Problems to work on:
(1) From the forum thread about a first spearfishing catch, copy word for word the passage starting with "Saturday was a" and going on through "the season ends.".
(2) Continue the forum thread about a first spearfishing catch, picking up right after its final post.
--- Begin Document section ---
# I shot my first fish Saturday!!!



## AQUA HUNTRESS

Saturday was a day full of firsts and learning. I got to pull the bands on my gun for the first time. I got to go down 80' for the first time and I got to shoot my first fish. It was a great day! My snapper weighed in at guns and hoses at 10.4 pounds! No trophy but I'm still proud of it. Look out fishies I'm coming down!


----------



## bigrick

Nice!! I'm going to try to shoot my first before the season ends.


----------



## Telum Pisces

Good Job. Nice fish too. Spearfishing is definately addicting.


----------



## Kenton

That is a big gun! Great job on the hunt!


----------



## coolbluestreak

Very nice!

Good picture of Millertime(blue shorts) and I(green shorts) feeding our faces.


----------



## TheCarver

I can only imagine the "Alright O Yea Alright O Yea " you was holding in till you hit topside. Great job. Ole Carver


----------



## AQUA HUNTRESS

coolbluestreak said:


> Very nice!
> 
> Good picture of Millertime(blue shorts) and I(green shorts) feeding our faces.


Well hey there green shorts, maybe next time I will get to meet you and blue shorts. I love all of your posts.


----------



## AQUA HUNTRESS

TheCarver said:


> I can only imagine the "Alright O Yea Alright O Yea " you was holding in till you hit topside. Great job. Ole Carver


Yeah I did the happy dance wiggle all the way up. I really wasn't sure if I could pull those bands but the cheater shark fin made it possible. It is a BIG gun.


----------



## Cajun Spearit

Nice job...I'm sorry to inform you that what you are now embarking on is more addictive than heroin and crack combined!!! Luckily, there are support groups that congregate daily at MBT…


----------



## coolbluestreak

Cajun Spearit said:


> you are now embarking on is more addictive than heroin and crack combined!!!


You arn't kidding Troy! I feel like a junky every monday when I show for work. I get the shakes when I start thinking about how long it will be until I get my next squeeze.


----------



## Plattinum

Aqua Huntress is showing us that size does matter. The size of your gun, as well as your fish.

Nice first kill.


----------



## Cajun Spearit

coolbluestreak said:


> You arn't kidding Troy! I feel like a junky every monday when I show for work. I get the shakes when I start thinking about how long it will be until I get my next squeeze.


Same here brother!!!


----------



## MillerTime

Congrats on your first fish.



coolbluestreak said:


> Very nice!
> 
> Good picture of Millertime(blue shorts) and I(green shorts) feeding our faces.
--- End Document section ---
--- Begin Records supplied ---
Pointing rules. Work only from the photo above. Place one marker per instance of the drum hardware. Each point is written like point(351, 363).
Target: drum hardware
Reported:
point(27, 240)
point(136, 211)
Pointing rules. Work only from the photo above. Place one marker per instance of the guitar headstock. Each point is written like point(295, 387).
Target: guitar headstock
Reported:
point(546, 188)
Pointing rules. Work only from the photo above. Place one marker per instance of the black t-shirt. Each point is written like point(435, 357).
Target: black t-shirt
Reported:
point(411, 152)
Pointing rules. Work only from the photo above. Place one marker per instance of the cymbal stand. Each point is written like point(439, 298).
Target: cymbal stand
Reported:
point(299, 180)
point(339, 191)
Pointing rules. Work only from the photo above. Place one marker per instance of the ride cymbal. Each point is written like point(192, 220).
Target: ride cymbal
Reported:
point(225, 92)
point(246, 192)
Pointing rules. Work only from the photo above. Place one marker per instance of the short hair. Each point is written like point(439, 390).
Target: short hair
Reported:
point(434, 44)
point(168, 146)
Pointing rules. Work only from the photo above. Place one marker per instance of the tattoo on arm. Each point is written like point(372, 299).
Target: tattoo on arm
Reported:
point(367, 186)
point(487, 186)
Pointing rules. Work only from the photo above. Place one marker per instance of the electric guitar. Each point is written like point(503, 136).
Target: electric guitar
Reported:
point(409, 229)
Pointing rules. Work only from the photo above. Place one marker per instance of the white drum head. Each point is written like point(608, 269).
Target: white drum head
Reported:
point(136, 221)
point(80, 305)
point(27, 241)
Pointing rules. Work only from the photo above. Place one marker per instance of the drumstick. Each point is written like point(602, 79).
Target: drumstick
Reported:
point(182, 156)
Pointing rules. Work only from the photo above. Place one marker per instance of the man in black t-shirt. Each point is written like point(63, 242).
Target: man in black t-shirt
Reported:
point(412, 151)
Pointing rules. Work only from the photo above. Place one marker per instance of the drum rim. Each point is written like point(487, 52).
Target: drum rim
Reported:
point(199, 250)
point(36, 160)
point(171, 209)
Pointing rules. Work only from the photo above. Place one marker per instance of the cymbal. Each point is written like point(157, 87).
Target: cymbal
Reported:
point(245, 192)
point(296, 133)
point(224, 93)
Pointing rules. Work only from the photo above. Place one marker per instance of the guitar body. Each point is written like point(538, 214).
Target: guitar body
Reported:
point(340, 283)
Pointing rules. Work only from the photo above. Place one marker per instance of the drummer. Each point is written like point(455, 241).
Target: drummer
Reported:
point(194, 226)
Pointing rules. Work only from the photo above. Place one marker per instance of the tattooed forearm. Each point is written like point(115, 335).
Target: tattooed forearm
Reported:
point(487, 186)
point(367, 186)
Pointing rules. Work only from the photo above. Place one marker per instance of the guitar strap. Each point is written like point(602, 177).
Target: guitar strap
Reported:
--- End Records supplied ---
Final answers:
(1)
Saturday was a day full of firsts and learning. I got to pull the bands on my gun for the first time. I got to go down 80' for the first time and I got to shoot my first fish. It was a great day! My snapper weighed in at guns and hoses at 10.4 pounds! No trophy but I'm still proud of it. Look out fishies I'm coming down!


----------



## bigrick

Nice!! I'm going to try to shoot my first before the season ends.

(2)
I didn't even notice that was us until I read your post.


----------



## below me

way to go steph!!


----------



## Clay-Doh

Great job Steph!! Glad you weighed it. Was great to have another Chunky Love weighing in! 

And let me know about this week.


----------



## Orion45

AQUA HUNTRESS said:


> Yeah I did the happy dance wiggle all the way up. I really wasn't sure if I could pull those bands but the cheater shark fin made it possible. It is a BIG gun.


Cheater shark fin? Are you referring to the rest tab about a foot before the other tabs? I might get one of these shafts. I'm having trouble loading the third band because my mask prevents me from seeing the last fin. Also, I'm thinking about using the rest tab for close up shots close to wrecks and reefs. I'm tired of having to thread the entire shaft and mono thru the fish.

Nice fish there. :thumbup:


----------



## DreamWeaver21

Nice fish. We did guns and hoses too but didn't go to the weigh in. Had a good time though.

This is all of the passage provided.